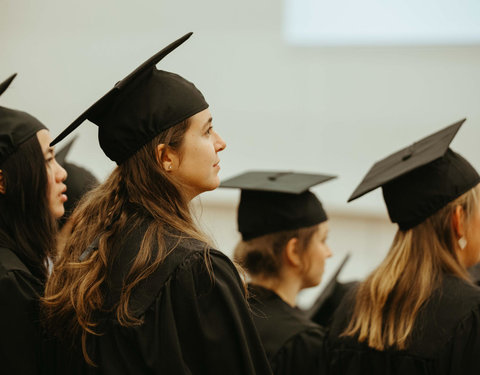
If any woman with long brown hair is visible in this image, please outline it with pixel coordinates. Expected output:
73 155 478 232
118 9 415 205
44 34 270 375
221 171 333 375
0 72 67 374
328 120 480 375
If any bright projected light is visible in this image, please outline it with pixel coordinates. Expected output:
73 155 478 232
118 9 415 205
284 0 480 46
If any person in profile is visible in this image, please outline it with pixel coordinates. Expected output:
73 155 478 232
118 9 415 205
55 137 99 256
327 120 480 375
221 172 333 375
40 33 271 375
0 75 67 374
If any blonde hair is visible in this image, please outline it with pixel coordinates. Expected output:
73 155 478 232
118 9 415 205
342 186 480 350
43 121 211 364
233 224 318 277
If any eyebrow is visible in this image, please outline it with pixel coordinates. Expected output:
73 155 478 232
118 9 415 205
202 117 213 129
44 147 55 155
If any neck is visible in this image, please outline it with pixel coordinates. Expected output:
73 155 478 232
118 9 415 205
252 276 302 307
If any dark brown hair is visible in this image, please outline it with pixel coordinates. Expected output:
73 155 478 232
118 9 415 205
233 225 318 277
0 135 57 281
44 120 210 364
342 186 480 350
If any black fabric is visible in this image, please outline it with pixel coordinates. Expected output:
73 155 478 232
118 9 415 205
237 190 328 241
468 263 480 286
348 119 480 230
249 284 326 375
0 74 46 166
62 224 271 375
52 33 208 164
0 107 47 166
382 149 480 230
59 162 99 226
308 280 358 327
220 171 336 194
0 248 45 375
327 276 480 375
220 171 336 241
0 73 17 95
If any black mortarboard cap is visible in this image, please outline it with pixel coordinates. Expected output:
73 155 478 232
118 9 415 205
220 171 335 241
0 74 46 165
52 33 208 164
0 73 17 95
306 253 355 325
348 119 480 230
55 135 78 166
55 136 99 226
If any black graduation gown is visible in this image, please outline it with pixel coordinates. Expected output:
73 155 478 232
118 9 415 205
249 284 325 375
327 276 480 375
0 247 43 375
79 225 271 375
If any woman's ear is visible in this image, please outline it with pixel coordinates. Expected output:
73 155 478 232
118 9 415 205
157 143 178 172
285 237 302 268
0 169 5 194
452 205 466 238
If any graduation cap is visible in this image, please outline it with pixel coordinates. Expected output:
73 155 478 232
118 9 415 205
0 74 46 165
52 33 208 164
348 119 480 230
306 253 357 326
0 73 17 95
55 135 78 166
220 171 336 241
55 136 99 227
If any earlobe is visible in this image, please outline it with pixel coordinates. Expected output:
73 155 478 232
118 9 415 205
157 143 173 171
285 237 302 267
452 206 465 238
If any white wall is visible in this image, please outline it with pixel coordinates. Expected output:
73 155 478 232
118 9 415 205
0 0 480 306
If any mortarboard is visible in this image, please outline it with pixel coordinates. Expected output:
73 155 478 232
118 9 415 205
55 136 98 226
348 119 480 230
306 253 357 326
52 33 208 164
220 171 336 241
0 74 46 165
0 73 17 95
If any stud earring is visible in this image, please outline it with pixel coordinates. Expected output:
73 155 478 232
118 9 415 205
458 236 467 250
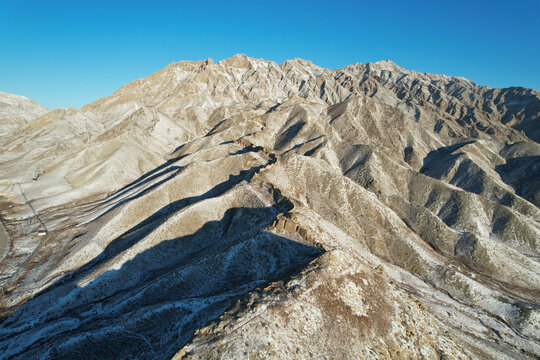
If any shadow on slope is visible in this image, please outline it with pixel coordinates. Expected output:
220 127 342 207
495 156 540 206
0 207 321 359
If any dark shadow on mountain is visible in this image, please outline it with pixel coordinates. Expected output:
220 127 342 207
30 165 276 298
495 155 540 206
108 155 187 201
0 205 322 359
420 140 475 174
274 121 306 150
99 166 184 217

* Stated goal:
Please retype the entries between the lines holding "If any black mortarboard" and "55 136 99 227", inclusive, reproducing every line without change.

* Complete response:
If any black mortarboard cap is visible in this image, please outline it with pixel coordinates. Expected output:
73 155 478 232
118 9 415 205
220 171 335 241
0 74 46 165
52 33 208 164
0 73 17 95
306 253 355 325
348 119 480 230
55 135 78 166
55 136 99 226
If any black graduation gown is visible in this image, please outline it with pixel coordinates. Expected output:
73 155 478 232
118 9 415 205
249 284 325 375
327 276 480 375
0 247 43 375
79 225 271 375
If any woman's ear is visible in this image, please outline it with pixel coordinates. Expected output:
73 155 478 232
118 9 415 205
157 143 178 172
285 237 302 268
0 169 5 194
452 205 466 238
If any graduation cap is visible in this image, please outline it with pixel coordinates. Expected output:
73 155 478 232
118 9 415 205
0 74 46 165
52 33 208 164
348 119 480 230
306 253 357 326
0 73 17 95
55 135 78 166
220 171 336 241
55 136 99 227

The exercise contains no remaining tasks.